What to do with VERY expensive gift don't want/like? Update - Post 32, p 3!

My husband is the classic giver of expensive gifts I do not need/want/like. One common theme for a while was gifts that were suspiciously like items that he would really enjoy. I finally gave up and either get my own gifts or give him a list with specific details and instructions NOT to deviate from the list. We're almost there...but now his thing is mail order gifts (ie Pajama Gram, Vermont Teddy Bear, etc). Enough is enough...I'd rather no gift than gifts I don't need.

In general I tell me husband the truth...does it hurt his feelings, yes sometimes, but I'd have a hard time faking my love for a gift that I really don't like so he'd figure it out anyway. Be gentle, but just tell him the truth in the long run you'll both feel better about it.
 
Luckily I never have this dilemma because dh no longer picks anything out on his own. He has learned from his past mistakes :lmao:
If it is truly something you don't need, or will ever use, I would just come out and tell him the truth.
 
In April, DH surprised me with a diamond ring for our tenth anniversary. He had worked hard to make it a surprise (which it was ~ I had no idea) and was very proud of himself. Well, the ring was not at all something I would wear. I was so torn...do I tell him or don't I??? Well, I told him a few days later. I told him how much it meant to me that he had done all of this for me, but I just had some hang ups that would never allow me to feel comfortable in that ring. He completely understood and we took it back together.

If you decide to tell him, the key is to be loving in your delivery. I wish you luck! :hug:
 
Dh actually bought me a meat slicer one year. He meant well but.... yeah. I just sort of looked at him and said "really?" he said he was sorry but he really thought Id like it. :rolleyes1 :lmao: Seriously?

God love him but it went back before new years. Good luck. I think you should just be honest with him.

LOL - my grandfather gave one to my grandmother - makes a funny story! :rotfl2: I've exchanged expensive gifts from DH - like the $850 clunky gold heart earings he got me from Tiffany's. I never would've worn them, and it's not like we have lots of extra money. I've given him things he's never used, and it really bugs me - just return them!

◆ **Raw data**
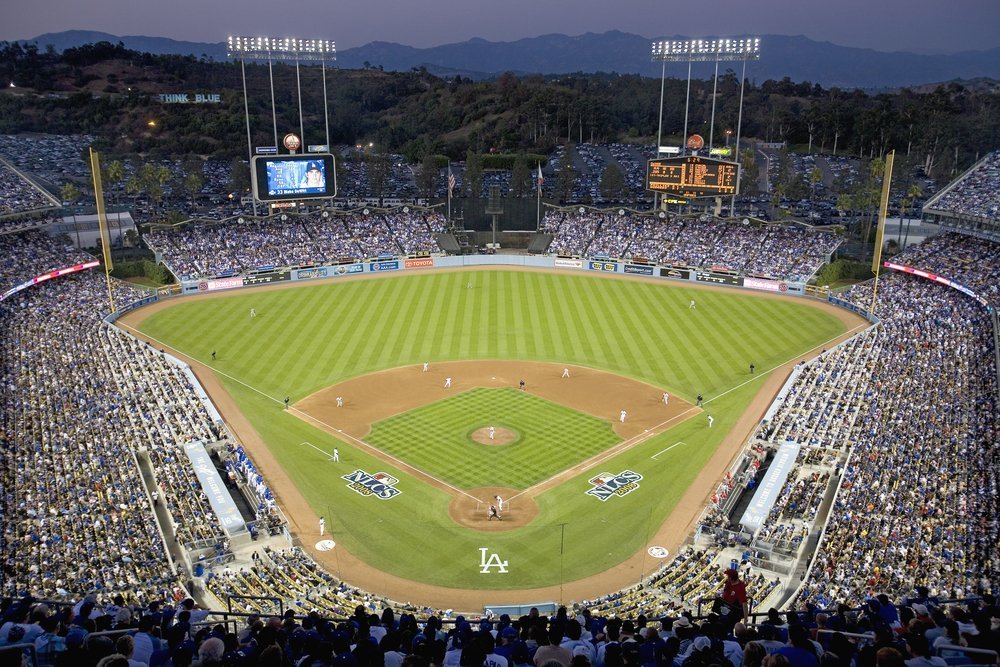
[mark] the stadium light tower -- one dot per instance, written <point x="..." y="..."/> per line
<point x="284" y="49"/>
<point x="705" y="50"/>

◆ **Requirements**
List every business or brand named in the forum thread about unwanted expensive gifts.

◆ **Output of the task**
Pajama Gram, Vermont Teddy Bear, Tiffany's